Intervention de Marlène Schiappa

Séance en hémicycle du lundi 14 mai 2018 à 16h00
Lutte contre les violences sexuelles et sexistes — Présentation

Marlène Schiappa, secrétaire d'état chargée de l'égalité entre les femmes et les hommes :

En créant – c'est une grande nouveauté – une plateforme en ligne de contact entre les victimes de violences et les policiers, qui sera intégralement financée par le ministère de l'intérieur. C'est en effet le rôle de l'État, en tant que chef de file des politiques publiques des droits des femmes, de reprendre la main pour ne plus laisser des victimes seules. C'est notre rôle et nous entendons le jouer pleinement.

Désormais, nous dépisterons mieux ces violences, grâce à la création des contrats locaux de prévention des violences sexistes et sexuelles qui permettront, autour de chaque préfet, d'articuler police, justice, urgentistes et travailleurs sociaux, afin d'agir avant qu'il ne soit trop tard. De même, des plateformes de géolocalisation des hébergements d'urgence, uniquement accessibles aux professionnels, permettront de sortir les femmes de situations inextricables dès les premières menaces, dès le premier coup.

Nous éduquerons davantage les jeunes générations, en faisant appliquer à l'école, dès la rentrée prochaine, les trois séances annuelles obligatoires d'éducation à la vie affective et sexuelle, qui devront permettre d'aborder la notion de consentement.

Le service civil universel, conformément à l'engagement de campagne du Président de la République, pourra également former toute une classe d'âge à lutter contre les stéréotypes de genre et pour le respect de l'intégrité de chacune et de chacun.

Nous communiquerons aussi car un combat culturel se gagne par le changement des mentalités, et c'est aussi en communiquant que l'on change ces mentalités. Le Gouvernement – c'est inédit – investit 4 millions d'euros dans une grande campagne de communication, en plus de celles que nous avons déjà diffusées massivement, dans le but d'interpeller les témoins sur leur pouvoir et leur devoir d'action contre les violences sexistes et sexuelles.

C'est également dans cet esprit que nous avons lancé deux grands plans, avec le ministère de l'action et des comptes publics et avec le ministère du travail, pour mieux prévenir, alerter, sanctionner les violences sexistes et sexuelles commises sur le lieu de travail.

════════════════

SÉRIE D'EXERCICES
**A.** D'après l'intervention sur la lutte contre les violences sexuelles et sexistes, pourquoi le Gouvernement mise-t-il aussi sur la communication ? Répondez en une à trois phrases.
**B.** Poursuivez l'intervention sur la lutte contre les violences sexuelles et sexistes à partir de la dernière phrase donnée.

LISTING PRÉSENTÉ
════════════════

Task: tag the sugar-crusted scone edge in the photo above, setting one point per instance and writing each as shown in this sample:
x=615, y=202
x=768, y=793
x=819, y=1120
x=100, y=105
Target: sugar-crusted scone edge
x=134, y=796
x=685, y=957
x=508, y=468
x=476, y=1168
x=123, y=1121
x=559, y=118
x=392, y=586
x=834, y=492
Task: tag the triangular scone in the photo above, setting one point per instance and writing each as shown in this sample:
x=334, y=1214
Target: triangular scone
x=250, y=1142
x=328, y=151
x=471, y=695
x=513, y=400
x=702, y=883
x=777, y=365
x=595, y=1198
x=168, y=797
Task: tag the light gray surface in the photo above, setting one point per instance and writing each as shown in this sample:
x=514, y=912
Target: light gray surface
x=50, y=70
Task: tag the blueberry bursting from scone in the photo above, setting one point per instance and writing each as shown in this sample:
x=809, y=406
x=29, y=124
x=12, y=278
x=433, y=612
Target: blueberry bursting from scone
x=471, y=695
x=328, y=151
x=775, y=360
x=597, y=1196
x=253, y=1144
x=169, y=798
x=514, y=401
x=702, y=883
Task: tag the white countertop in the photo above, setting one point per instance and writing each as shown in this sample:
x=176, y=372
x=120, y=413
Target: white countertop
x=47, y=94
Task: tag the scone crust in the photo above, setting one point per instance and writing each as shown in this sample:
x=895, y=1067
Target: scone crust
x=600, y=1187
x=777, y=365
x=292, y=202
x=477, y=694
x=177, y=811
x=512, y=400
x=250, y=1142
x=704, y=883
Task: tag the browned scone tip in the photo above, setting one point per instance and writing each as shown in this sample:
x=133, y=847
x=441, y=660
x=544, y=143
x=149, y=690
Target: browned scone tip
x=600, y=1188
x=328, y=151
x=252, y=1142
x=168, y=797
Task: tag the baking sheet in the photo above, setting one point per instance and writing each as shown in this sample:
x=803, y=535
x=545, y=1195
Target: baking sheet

════════════════

CORRIGÉ DES EXERCICES
**A.** Le Gouvernement communique parce qu'un combat culturel se gagne en changeant les mentalités, et que communiquer est aussi un moyen de les changer. C'est pourquoi il investit 4 millions d'euros dans une grande campagne destinée à interpeller les témoins sur leur pouvoir et leur devoir d'agir contre ces violences.

**B.**
Ces politiques publiques, qui ne relèvent pas toutes de la loi, nous les menons depuis des mois. Aucune d'entre elles n'est suffisante à elle seule, prise isolément ; elles forment un tout, avec l'ensemble des actions qui sont menées par le Gouvernement. Si j'en mentionne certaines ici, c'est pour que chacun et chacune puisse avoir une compréhension claire de l'approche globale adoptée par le Gouvernement pour lutter efficacement contre toutes les formes de violences sexistes et sexuelles, en tout champ, en tout lieu, en tout temps.

Reste donc la question de la condamnation en justice de ces violences sexistes et sexuelles. C'est sur cette question que porte le texte que nous vous présentons maintenant avec la garde des sceaux. Le moment qui nous réunit est l'aboutissement d'un intense et long travail collectif, engagé depuis de nombreux mois et même, oserais-je dire, depuis de nombreuses années.

Celles et ceux d'entre vous qui, comme moi, travaillent de longue date sur la question de l'égalité entre les femmes et les hommes le savent bien : jusqu'à très récemment, ce n'était ni le domaine de spécialité le plus visible ni, au demeurant, le mieux considéré, y compris par les pouvoirs publics. J'ai encore le net souvenir du scepticisme manifesté collectivement lorsque nous entendions affronter le sujet dans une note d'analyse, un livre ou via une politique publique, locale ou nationale.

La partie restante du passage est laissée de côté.